### Aim of the exercise
Give back only one number: how many lines in the data below contain the word "order".

### Records shown
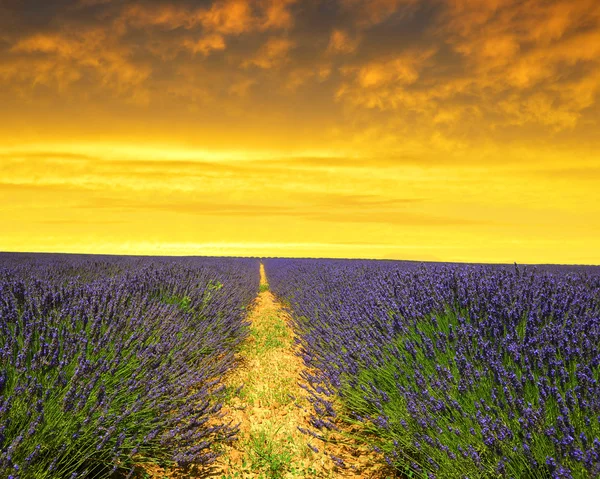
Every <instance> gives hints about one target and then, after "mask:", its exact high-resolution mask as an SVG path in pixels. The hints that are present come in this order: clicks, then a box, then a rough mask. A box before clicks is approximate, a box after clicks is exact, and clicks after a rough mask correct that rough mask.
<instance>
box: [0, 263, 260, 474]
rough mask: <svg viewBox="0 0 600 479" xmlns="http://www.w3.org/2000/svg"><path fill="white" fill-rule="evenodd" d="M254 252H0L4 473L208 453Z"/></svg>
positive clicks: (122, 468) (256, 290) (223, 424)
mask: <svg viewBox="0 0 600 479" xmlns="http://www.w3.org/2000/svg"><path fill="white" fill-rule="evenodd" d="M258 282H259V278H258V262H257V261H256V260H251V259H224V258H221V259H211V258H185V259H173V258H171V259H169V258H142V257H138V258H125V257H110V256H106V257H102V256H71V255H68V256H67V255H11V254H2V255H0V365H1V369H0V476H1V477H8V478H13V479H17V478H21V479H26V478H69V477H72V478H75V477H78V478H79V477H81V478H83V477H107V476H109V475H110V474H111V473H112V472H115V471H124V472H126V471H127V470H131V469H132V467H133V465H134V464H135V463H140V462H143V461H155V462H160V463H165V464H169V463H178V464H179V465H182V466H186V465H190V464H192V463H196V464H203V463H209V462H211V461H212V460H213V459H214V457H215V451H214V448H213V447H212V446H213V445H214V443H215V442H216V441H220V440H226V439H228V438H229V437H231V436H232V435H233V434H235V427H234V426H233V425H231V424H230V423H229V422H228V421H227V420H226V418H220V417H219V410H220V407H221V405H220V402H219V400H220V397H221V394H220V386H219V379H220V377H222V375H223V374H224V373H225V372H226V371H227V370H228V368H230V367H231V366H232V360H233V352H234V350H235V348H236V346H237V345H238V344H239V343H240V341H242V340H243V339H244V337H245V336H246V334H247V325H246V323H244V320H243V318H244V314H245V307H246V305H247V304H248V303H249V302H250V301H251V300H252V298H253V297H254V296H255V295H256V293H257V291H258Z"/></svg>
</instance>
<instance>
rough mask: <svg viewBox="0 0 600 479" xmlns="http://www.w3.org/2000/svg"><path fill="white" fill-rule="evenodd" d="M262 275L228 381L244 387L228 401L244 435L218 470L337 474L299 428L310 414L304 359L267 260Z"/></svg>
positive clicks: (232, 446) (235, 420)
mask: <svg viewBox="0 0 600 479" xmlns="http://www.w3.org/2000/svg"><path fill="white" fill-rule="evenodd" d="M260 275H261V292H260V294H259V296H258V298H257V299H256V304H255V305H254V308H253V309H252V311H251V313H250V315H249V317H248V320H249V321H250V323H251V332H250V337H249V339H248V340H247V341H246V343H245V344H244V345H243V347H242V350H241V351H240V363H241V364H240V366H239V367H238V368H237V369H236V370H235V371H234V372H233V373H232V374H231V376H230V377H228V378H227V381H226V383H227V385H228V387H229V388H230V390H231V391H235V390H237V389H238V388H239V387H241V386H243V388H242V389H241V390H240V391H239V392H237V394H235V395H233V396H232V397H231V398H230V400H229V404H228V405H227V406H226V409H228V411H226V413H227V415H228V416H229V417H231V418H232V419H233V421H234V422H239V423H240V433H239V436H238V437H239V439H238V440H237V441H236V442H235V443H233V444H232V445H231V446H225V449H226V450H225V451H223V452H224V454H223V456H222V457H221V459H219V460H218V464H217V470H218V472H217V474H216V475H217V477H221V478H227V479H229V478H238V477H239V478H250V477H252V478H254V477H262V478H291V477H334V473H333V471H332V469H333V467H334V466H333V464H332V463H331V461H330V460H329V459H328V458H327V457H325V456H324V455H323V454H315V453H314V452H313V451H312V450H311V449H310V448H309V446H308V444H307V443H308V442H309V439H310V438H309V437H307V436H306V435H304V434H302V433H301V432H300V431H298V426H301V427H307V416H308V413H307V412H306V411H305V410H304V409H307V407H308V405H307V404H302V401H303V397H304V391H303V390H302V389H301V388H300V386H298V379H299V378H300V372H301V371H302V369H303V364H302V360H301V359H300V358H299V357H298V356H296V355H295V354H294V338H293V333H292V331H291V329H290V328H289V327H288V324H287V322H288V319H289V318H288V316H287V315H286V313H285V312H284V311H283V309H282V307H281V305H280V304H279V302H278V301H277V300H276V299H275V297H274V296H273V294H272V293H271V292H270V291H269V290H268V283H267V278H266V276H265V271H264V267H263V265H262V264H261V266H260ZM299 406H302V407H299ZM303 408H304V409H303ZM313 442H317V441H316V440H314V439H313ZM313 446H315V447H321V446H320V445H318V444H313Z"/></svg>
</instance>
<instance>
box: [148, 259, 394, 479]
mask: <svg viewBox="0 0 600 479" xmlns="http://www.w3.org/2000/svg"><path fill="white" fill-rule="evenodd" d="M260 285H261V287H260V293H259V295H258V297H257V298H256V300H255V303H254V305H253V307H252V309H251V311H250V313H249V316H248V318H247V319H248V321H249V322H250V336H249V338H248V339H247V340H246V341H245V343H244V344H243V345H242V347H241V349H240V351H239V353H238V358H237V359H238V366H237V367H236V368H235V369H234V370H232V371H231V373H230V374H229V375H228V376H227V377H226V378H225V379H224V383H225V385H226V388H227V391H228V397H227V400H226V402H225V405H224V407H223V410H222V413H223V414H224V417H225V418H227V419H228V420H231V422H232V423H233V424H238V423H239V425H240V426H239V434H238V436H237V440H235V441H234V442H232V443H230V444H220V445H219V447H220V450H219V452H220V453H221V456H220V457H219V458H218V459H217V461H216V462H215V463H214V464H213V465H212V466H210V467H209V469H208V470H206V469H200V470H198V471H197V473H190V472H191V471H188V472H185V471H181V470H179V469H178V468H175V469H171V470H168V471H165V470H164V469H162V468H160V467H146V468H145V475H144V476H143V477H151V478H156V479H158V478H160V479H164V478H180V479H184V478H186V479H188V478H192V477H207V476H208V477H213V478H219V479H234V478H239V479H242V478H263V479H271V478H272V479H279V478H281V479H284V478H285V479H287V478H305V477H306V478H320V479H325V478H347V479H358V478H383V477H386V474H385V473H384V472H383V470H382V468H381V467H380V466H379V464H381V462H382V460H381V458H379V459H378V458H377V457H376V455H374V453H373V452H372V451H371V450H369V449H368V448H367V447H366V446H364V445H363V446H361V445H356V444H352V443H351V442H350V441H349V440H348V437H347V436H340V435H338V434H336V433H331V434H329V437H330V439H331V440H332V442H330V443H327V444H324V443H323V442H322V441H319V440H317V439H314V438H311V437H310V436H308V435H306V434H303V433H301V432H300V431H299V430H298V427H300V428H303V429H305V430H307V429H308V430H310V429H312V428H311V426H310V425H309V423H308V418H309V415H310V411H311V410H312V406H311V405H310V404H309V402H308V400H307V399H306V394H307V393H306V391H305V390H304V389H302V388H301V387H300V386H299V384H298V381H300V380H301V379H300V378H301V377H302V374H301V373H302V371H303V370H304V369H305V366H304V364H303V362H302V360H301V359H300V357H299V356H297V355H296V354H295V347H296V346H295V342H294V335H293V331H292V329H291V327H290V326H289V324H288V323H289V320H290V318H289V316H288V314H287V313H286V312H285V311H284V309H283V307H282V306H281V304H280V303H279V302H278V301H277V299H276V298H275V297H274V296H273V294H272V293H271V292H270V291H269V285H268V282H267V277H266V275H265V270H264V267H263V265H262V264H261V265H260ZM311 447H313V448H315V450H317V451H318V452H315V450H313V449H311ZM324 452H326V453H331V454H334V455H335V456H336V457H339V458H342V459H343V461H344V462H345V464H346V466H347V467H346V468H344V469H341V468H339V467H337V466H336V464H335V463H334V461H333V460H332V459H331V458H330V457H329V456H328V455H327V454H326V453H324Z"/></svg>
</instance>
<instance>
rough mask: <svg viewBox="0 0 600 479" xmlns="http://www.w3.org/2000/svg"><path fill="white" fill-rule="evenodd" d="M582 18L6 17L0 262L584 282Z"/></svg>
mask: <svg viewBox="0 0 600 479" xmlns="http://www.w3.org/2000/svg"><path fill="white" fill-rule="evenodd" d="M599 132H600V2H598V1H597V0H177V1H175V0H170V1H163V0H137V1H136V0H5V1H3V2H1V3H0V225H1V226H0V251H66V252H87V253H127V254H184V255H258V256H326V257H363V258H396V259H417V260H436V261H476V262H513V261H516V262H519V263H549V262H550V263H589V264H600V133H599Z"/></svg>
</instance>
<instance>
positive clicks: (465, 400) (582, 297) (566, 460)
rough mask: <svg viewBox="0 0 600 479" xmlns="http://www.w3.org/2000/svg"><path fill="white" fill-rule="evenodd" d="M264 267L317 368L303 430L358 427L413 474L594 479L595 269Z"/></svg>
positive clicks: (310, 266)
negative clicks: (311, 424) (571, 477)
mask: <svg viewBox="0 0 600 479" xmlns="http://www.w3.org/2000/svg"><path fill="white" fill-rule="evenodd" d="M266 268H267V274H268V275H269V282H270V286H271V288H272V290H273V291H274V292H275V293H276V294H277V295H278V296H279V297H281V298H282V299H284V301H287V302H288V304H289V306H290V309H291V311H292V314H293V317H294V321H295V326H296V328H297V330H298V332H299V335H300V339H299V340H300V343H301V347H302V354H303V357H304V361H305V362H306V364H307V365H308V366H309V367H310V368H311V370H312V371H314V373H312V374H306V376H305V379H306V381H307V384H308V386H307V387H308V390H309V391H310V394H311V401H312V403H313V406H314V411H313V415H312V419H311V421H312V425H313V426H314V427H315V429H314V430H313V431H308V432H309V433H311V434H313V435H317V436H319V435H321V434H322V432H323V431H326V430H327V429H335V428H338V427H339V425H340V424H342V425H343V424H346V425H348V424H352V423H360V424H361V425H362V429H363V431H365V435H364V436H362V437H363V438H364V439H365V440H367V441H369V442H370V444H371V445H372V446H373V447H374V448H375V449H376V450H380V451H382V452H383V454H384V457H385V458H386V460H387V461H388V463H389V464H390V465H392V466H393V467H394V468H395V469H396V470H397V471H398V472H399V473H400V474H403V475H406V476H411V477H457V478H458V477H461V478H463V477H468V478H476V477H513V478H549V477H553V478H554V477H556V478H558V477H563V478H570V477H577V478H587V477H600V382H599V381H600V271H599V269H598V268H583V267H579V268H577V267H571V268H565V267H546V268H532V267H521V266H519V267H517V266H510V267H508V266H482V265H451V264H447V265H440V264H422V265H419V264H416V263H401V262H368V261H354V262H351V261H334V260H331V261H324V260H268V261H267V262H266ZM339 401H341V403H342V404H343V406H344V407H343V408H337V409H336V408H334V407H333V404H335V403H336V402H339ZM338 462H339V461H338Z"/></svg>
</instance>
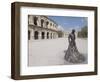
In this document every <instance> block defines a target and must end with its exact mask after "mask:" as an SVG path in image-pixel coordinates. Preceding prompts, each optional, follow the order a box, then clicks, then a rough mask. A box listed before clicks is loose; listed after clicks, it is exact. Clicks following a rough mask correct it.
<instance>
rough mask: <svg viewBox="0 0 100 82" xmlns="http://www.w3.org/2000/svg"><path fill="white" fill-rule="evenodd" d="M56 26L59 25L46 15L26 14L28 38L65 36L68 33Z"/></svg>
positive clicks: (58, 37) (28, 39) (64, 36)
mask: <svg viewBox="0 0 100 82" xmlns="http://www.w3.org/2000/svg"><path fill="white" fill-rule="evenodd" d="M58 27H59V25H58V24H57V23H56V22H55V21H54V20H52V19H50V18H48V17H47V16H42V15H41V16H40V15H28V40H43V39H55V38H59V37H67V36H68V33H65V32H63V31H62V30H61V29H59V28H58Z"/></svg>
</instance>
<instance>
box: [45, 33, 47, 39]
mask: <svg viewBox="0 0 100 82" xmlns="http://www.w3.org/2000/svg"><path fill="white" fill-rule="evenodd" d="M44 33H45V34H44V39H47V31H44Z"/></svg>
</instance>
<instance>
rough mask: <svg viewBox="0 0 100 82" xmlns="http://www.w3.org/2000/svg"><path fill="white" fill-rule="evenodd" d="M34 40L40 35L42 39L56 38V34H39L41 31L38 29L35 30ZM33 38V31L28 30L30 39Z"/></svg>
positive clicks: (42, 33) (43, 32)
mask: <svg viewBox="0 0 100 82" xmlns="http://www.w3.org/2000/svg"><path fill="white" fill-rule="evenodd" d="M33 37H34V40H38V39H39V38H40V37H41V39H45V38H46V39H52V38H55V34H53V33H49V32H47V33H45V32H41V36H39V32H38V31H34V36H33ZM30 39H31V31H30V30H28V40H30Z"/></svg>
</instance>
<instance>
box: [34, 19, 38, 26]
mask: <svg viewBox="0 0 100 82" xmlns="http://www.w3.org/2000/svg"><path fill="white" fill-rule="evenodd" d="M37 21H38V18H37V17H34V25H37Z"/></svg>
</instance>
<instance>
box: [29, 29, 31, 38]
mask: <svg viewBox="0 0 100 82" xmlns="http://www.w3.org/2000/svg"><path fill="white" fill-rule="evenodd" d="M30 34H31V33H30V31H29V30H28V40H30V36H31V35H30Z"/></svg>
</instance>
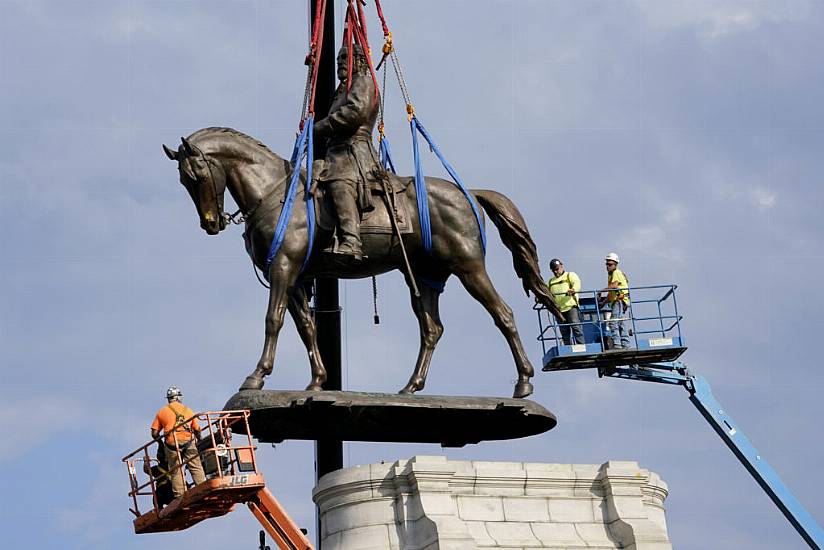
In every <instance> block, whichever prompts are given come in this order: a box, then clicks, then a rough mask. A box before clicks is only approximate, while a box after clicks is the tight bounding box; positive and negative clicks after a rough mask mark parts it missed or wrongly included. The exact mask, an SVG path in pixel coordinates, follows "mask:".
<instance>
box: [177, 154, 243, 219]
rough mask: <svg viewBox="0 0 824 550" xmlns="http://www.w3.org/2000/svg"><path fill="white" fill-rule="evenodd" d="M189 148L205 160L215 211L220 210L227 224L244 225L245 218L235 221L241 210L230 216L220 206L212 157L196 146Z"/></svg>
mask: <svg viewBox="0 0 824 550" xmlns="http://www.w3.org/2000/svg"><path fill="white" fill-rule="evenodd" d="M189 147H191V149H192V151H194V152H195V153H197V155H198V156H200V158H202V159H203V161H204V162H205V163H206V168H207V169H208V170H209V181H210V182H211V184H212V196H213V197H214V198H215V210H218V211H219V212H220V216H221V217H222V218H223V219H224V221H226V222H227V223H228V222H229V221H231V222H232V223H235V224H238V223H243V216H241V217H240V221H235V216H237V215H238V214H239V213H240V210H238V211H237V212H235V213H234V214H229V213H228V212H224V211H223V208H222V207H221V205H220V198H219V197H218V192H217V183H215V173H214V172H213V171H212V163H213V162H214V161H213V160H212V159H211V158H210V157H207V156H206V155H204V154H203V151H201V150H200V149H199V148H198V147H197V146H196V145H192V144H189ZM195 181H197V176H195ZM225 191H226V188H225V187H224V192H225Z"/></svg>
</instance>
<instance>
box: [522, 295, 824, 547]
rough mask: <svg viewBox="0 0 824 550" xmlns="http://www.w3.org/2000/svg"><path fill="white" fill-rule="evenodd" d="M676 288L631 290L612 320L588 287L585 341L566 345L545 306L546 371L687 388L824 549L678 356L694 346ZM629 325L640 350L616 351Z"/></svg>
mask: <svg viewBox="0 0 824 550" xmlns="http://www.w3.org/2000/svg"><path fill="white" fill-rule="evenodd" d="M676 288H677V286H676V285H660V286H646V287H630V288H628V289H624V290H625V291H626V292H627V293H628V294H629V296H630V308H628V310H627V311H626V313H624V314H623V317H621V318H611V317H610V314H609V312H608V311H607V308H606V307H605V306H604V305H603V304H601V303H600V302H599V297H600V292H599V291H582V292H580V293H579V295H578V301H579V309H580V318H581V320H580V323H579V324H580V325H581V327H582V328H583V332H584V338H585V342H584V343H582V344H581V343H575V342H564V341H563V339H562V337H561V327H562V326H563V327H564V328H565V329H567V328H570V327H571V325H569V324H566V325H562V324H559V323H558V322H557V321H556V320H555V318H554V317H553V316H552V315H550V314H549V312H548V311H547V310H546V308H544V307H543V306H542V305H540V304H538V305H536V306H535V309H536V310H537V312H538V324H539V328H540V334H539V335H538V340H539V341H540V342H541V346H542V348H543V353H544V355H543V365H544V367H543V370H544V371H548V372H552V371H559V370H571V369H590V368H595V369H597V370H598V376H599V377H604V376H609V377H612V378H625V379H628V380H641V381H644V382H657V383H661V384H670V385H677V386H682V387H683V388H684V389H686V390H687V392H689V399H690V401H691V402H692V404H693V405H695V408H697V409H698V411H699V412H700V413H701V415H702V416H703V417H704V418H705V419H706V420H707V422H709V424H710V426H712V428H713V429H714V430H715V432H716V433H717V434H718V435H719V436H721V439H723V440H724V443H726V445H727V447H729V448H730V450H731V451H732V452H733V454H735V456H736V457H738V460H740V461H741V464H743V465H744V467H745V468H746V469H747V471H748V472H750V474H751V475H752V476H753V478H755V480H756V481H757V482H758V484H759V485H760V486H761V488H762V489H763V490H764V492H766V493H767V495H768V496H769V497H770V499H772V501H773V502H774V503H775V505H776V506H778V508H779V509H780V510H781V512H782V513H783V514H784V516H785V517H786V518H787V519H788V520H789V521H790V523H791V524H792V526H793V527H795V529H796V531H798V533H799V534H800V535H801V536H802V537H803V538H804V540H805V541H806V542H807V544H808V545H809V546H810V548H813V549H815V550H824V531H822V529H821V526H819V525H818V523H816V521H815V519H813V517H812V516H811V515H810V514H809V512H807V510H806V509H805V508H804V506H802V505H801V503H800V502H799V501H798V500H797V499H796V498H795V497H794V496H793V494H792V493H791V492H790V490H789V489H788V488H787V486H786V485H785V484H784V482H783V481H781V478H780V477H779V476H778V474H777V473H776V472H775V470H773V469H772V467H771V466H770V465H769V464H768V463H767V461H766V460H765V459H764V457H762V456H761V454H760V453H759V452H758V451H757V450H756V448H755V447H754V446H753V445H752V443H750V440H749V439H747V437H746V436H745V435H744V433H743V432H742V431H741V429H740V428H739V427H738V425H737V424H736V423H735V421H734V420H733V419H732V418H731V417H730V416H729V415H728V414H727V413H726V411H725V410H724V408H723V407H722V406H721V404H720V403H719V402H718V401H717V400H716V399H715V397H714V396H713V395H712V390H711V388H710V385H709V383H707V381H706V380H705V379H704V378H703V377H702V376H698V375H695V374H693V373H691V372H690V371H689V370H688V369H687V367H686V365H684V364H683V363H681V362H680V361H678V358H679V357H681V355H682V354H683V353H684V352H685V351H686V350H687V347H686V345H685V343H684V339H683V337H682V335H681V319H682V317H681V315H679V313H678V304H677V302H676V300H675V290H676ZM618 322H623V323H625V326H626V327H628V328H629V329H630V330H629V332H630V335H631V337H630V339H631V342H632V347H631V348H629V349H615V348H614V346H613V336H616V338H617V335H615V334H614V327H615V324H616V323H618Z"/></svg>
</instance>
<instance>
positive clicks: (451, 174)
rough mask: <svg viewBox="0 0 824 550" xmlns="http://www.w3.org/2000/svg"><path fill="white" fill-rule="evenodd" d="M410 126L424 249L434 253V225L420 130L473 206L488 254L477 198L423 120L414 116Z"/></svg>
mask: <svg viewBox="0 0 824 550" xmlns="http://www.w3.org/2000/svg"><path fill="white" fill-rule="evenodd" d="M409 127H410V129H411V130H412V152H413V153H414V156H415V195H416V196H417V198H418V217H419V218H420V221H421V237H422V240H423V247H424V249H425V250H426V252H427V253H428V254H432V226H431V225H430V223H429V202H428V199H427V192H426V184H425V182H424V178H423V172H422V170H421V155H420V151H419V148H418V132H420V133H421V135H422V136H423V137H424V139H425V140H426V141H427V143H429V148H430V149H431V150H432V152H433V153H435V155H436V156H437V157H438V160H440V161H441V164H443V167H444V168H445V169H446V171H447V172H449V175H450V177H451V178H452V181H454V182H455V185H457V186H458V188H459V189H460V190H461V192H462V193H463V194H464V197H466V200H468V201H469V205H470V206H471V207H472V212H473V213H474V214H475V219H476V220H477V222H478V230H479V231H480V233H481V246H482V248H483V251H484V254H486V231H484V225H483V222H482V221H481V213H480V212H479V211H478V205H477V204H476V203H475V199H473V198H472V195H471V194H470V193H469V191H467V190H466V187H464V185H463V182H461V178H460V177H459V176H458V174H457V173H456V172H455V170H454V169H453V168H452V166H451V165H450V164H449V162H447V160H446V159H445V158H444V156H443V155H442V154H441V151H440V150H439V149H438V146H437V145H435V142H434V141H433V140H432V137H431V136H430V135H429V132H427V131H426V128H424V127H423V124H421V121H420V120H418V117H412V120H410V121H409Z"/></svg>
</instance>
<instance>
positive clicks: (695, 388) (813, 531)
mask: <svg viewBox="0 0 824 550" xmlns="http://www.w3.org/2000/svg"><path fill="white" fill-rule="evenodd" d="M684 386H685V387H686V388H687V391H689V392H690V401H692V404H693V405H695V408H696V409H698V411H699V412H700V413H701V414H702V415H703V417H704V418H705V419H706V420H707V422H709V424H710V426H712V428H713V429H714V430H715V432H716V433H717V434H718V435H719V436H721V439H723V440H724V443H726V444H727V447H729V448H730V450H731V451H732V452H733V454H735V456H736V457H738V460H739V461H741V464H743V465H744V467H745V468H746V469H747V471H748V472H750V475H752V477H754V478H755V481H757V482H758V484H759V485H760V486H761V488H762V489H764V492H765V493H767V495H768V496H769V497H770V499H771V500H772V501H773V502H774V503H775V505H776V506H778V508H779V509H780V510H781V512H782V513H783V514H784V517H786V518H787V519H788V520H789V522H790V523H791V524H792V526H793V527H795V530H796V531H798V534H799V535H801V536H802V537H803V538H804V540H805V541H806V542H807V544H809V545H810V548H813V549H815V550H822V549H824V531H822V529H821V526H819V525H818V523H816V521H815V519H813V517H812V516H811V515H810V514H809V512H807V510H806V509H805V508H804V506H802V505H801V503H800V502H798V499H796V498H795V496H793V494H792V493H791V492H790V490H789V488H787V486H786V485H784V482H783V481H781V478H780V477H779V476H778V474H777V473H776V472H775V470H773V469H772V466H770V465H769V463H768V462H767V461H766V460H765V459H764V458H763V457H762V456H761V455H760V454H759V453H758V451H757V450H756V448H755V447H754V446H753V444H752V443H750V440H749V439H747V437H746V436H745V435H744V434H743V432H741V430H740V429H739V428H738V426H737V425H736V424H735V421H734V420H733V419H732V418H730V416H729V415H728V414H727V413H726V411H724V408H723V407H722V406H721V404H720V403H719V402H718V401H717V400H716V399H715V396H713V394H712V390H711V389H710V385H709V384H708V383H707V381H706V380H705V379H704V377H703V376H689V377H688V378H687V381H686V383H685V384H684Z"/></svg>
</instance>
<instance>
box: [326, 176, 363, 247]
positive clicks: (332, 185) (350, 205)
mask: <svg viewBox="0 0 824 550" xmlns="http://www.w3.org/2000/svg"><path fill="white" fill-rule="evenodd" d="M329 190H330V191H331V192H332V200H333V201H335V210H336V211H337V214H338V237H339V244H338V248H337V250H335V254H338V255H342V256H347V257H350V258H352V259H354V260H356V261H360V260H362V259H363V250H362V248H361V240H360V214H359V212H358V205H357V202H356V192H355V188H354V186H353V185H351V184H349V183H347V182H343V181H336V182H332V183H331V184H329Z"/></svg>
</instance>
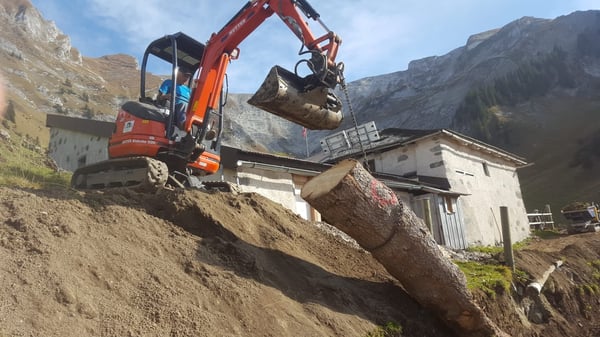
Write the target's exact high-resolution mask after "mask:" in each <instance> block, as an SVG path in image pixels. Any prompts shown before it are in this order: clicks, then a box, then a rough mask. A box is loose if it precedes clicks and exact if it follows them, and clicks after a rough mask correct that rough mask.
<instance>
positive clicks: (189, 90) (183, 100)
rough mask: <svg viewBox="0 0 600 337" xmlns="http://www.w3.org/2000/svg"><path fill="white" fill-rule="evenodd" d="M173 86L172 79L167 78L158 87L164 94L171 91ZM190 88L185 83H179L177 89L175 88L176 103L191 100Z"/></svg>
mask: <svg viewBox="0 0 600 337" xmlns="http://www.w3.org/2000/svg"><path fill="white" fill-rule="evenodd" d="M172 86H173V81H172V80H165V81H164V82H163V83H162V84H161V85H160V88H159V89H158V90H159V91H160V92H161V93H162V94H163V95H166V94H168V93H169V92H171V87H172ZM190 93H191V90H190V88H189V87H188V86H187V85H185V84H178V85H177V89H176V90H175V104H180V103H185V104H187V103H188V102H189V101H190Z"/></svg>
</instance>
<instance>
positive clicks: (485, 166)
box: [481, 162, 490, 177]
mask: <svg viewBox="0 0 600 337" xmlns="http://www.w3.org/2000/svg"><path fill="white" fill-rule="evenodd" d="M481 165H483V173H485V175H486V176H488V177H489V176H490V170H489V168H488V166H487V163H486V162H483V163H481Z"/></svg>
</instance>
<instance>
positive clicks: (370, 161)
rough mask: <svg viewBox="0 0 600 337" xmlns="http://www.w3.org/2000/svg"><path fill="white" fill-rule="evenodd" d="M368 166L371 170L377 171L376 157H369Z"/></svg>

### Answer to this task
4